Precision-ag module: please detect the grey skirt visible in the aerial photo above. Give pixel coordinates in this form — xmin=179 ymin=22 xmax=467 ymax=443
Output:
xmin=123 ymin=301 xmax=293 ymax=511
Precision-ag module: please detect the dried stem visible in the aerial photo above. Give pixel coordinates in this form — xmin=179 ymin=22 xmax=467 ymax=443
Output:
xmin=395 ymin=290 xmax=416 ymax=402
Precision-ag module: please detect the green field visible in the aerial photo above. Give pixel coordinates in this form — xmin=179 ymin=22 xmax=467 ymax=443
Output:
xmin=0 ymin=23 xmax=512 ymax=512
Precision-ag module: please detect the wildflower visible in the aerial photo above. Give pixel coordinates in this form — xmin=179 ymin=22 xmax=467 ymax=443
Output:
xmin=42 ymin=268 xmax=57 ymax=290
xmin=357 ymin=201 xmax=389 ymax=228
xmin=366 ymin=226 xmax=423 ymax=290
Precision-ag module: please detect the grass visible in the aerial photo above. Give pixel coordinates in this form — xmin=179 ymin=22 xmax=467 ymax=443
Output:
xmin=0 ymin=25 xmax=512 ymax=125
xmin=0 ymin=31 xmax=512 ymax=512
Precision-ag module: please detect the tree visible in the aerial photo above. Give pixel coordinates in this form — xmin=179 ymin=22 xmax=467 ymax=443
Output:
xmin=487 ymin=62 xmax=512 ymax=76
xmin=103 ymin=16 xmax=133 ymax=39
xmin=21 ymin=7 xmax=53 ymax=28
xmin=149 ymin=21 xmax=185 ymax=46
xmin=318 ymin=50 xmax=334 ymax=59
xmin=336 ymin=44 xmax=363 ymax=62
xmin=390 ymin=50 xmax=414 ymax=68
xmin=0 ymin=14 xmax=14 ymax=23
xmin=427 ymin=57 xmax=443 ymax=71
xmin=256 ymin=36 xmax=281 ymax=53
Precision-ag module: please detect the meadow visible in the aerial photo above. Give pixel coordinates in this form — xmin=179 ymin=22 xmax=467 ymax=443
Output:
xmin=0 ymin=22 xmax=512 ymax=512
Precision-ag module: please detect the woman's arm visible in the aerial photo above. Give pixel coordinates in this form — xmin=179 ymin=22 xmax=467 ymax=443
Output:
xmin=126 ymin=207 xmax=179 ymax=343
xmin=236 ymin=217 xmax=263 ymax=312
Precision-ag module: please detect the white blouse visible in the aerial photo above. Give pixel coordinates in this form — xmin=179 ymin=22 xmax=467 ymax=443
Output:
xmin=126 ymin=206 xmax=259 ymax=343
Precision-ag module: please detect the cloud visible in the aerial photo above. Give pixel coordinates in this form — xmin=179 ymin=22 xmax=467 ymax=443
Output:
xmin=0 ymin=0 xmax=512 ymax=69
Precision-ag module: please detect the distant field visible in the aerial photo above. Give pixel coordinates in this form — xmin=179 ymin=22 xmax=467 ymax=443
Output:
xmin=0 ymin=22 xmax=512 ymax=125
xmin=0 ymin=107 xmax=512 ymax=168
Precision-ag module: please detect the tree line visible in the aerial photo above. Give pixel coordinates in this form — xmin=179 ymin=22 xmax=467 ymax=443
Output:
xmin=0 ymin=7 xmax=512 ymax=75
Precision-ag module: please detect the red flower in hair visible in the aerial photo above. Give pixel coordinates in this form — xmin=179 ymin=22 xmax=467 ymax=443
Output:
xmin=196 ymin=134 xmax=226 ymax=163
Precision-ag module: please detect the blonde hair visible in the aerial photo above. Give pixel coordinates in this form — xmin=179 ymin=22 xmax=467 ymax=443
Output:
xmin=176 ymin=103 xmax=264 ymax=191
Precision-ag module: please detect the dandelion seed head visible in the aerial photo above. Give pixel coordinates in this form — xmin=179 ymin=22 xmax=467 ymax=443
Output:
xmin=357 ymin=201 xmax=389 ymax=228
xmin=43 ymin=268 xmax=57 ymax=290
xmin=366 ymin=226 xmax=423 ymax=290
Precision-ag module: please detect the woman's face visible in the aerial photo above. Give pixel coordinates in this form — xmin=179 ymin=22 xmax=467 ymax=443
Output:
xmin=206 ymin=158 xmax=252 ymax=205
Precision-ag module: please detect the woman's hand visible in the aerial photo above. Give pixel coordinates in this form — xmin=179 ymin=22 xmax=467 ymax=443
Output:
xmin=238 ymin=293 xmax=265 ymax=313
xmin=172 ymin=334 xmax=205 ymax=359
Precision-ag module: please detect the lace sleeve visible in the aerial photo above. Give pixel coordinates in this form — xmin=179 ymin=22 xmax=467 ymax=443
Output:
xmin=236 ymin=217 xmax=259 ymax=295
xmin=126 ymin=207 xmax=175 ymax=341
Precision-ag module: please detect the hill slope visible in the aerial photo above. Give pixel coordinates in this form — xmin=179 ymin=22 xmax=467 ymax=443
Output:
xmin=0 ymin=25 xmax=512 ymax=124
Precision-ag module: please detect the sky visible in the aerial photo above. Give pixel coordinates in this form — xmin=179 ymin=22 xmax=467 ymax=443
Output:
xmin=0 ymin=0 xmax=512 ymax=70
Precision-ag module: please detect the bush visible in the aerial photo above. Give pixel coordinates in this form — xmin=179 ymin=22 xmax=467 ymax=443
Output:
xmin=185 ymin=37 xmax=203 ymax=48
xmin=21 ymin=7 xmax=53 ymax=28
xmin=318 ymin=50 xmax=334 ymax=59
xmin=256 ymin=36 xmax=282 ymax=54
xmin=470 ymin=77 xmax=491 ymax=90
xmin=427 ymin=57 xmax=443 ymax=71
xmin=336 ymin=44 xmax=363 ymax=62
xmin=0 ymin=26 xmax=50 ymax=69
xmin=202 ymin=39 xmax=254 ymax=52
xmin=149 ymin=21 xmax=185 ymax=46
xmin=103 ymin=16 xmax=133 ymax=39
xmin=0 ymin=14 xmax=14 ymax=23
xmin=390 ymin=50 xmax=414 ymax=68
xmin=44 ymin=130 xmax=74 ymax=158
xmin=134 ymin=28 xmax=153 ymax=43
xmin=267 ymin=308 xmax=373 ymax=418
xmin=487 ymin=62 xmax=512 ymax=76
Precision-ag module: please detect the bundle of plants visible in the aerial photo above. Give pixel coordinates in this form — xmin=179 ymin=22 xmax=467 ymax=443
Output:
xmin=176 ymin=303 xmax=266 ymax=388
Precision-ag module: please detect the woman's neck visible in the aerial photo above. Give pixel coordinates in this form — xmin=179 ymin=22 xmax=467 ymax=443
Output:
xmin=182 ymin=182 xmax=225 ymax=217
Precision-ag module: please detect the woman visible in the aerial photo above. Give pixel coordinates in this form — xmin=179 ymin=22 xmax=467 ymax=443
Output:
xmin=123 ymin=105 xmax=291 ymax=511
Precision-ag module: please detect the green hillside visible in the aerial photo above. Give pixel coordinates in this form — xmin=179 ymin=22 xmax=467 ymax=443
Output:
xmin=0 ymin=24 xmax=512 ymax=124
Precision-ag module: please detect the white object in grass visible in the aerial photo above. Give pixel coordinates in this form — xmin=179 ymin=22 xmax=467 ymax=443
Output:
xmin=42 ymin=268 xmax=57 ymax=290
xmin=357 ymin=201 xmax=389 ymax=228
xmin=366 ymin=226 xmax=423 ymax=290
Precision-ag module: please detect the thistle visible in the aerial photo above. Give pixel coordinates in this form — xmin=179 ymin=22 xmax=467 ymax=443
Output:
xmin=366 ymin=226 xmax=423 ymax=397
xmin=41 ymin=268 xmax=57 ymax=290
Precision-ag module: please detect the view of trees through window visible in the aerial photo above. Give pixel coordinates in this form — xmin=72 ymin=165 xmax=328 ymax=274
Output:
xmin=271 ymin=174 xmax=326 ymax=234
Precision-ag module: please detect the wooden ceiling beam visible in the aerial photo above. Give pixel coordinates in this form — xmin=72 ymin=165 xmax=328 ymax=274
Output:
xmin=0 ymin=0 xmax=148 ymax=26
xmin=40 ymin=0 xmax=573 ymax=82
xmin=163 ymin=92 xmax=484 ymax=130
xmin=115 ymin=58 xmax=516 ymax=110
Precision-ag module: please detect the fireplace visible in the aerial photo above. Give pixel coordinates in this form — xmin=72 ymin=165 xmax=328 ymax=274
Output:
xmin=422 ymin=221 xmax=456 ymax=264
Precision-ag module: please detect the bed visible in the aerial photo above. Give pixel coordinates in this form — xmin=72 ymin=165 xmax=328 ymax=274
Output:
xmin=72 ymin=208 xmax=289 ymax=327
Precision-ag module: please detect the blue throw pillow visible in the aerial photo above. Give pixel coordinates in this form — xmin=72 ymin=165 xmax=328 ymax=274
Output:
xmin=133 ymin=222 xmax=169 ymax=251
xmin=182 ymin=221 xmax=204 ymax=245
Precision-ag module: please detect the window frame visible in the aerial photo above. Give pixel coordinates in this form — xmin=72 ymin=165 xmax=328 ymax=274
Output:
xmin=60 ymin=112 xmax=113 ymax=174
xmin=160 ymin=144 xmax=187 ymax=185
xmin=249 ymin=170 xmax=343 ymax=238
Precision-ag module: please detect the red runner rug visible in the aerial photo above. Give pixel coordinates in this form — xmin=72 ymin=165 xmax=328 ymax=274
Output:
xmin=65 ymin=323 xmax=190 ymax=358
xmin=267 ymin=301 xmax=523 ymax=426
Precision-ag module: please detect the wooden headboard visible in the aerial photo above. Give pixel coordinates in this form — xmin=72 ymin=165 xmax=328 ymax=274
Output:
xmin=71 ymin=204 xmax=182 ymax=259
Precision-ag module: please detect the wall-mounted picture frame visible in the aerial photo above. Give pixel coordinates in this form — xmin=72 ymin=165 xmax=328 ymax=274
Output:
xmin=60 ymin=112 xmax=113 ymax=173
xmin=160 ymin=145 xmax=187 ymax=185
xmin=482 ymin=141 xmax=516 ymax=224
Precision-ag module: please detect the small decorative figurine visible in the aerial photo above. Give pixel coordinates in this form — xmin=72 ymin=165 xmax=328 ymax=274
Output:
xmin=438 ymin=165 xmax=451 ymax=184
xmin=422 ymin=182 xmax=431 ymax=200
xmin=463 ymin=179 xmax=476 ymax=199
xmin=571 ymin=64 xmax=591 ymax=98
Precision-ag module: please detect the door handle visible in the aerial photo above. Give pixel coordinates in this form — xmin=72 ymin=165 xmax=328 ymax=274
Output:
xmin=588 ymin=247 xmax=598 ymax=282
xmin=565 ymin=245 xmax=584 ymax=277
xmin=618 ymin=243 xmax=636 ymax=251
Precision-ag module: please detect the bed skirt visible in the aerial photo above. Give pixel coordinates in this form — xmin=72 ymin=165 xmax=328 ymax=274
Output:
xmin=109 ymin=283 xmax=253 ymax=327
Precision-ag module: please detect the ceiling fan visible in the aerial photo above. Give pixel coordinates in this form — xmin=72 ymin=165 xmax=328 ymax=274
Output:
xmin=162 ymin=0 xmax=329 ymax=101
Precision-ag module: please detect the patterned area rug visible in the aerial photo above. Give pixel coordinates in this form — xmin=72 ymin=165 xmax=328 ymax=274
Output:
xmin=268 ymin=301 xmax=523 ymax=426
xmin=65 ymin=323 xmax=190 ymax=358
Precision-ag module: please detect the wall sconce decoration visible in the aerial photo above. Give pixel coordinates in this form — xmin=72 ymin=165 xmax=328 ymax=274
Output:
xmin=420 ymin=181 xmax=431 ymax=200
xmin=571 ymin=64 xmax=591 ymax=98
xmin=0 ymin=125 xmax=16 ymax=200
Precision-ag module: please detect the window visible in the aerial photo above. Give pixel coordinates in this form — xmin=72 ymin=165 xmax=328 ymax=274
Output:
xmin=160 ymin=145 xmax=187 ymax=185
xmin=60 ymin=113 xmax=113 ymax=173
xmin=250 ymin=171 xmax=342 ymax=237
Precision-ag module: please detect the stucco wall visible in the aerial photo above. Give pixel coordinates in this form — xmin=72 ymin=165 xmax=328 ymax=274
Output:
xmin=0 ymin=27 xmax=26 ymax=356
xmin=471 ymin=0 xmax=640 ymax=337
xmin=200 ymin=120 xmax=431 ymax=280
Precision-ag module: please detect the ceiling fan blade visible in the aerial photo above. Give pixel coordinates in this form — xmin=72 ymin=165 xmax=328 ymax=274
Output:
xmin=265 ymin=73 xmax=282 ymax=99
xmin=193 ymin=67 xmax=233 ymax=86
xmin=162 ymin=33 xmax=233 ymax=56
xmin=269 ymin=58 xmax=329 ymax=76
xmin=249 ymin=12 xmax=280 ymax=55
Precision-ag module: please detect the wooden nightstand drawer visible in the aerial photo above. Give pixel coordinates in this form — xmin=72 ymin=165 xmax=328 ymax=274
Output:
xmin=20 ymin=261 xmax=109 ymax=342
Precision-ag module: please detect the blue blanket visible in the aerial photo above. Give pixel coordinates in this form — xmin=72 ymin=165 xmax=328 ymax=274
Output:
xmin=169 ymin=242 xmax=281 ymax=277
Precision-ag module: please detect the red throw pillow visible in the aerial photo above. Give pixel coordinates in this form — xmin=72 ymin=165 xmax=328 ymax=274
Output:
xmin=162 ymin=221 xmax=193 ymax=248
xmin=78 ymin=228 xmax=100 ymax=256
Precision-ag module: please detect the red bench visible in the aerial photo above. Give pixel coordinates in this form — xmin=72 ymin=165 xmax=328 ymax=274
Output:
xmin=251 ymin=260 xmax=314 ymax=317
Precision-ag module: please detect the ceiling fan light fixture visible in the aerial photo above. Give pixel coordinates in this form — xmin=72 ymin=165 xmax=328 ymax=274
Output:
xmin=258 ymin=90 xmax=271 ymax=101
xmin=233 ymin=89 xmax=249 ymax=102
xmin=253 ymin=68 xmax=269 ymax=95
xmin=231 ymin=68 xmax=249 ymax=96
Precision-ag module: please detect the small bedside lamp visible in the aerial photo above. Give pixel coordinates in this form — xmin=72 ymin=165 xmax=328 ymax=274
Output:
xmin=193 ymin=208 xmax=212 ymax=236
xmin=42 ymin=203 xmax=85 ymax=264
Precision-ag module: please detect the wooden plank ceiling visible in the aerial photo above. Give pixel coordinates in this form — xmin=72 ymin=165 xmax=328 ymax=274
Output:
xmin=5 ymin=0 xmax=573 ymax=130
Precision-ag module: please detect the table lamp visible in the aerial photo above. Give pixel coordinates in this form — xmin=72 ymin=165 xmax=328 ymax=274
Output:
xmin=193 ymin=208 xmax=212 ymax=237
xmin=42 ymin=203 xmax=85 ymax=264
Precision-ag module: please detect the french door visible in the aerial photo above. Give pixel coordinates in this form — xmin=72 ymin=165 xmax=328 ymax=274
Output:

* * * * *

▸ **Exercise**
Update everything from the line containing "Precision-ag module: please detect the fireplace" down to the line containing "xmin=249 ymin=170 xmax=343 ymax=238", swapping "Precision-ag module" for "Crop-survey module" and keeping every other character the same. Give back only those lines.

▸ **Solution for this problem**
Crop-survey module: please detect the fireplace visible in the aerial photo above. Give pixel coordinates in this form — xmin=72 ymin=165 xmax=328 ymax=274
Output:
xmin=422 ymin=221 xmax=456 ymax=264
Crop-survey module: please detect the bed visible in the aerial photo above. Give pixel coordinates in this form — xmin=72 ymin=165 xmax=328 ymax=274
Output:
xmin=72 ymin=208 xmax=289 ymax=327
Crop-survey module: please detect the blue throw pillow visible in the aerial photo above. Give pixel coordinates in this form — xmin=72 ymin=165 xmax=328 ymax=274
Output:
xmin=133 ymin=222 xmax=169 ymax=251
xmin=182 ymin=221 xmax=204 ymax=245
Crop-survey module: please detect the window frame visible in the aerial photo above. Give pixel coordinates in this form — xmin=72 ymin=165 xmax=328 ymax=274
Output:
xmin=60 ymin=112 xmax=113 ymax=174
xmin=160 ymin=144 xmax=187 ymax=185
xmin=249 ymin=170 xmax=343 ymax=238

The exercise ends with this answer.